Could you update the records below by swapping every "bare tree" for "leafless tree", changing nothing else and leaving the pictures out of your reply?

Dataset records about object locations:
————

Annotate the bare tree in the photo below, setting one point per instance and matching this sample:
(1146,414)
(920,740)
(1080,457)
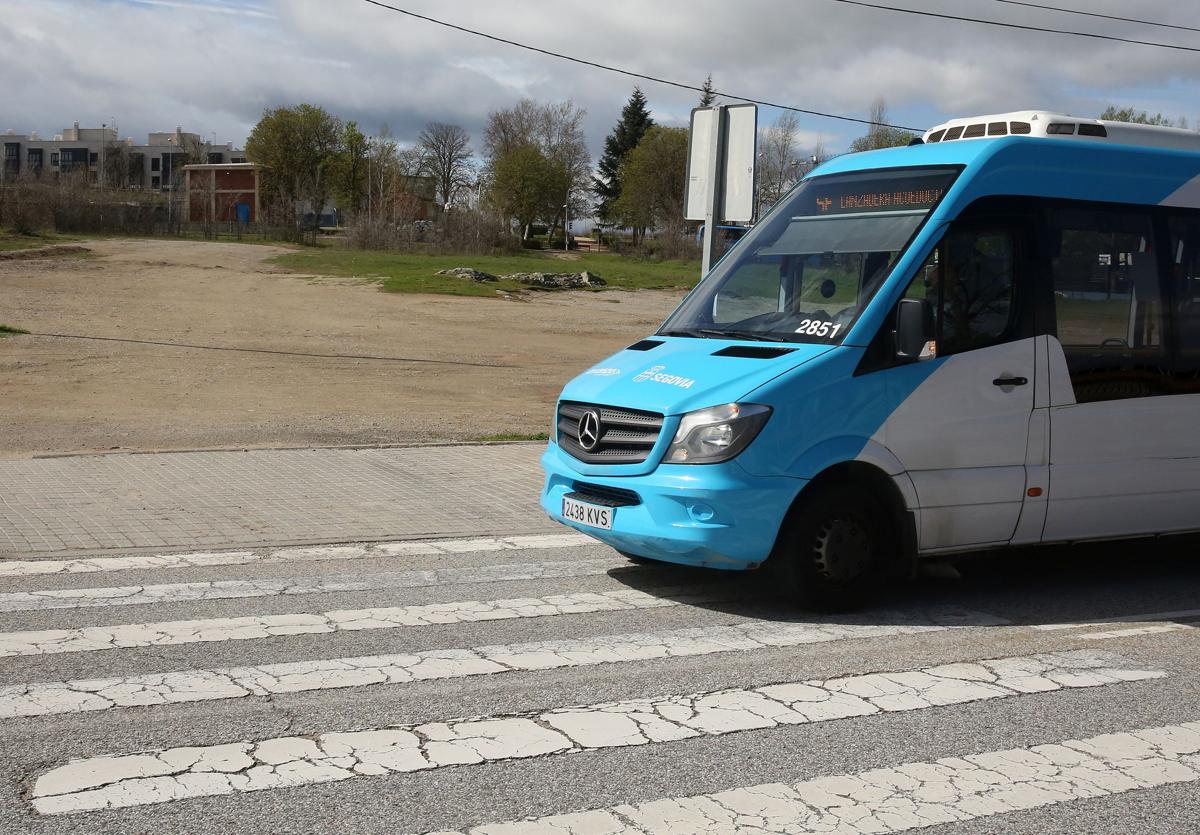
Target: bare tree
(556,131)
(509,130)
(448,155)
(780,161)
(879,134)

————

**SOLUTION TO THE EXERCISE**
Annotate the leafless tree in the photo below, setting one point per instance and matching this sample:
(1146,414)
(920,740)
(1080,457)
Target: leafless tree
(556,131)
(509,130)
(448,155)
(780,161)
(879,134)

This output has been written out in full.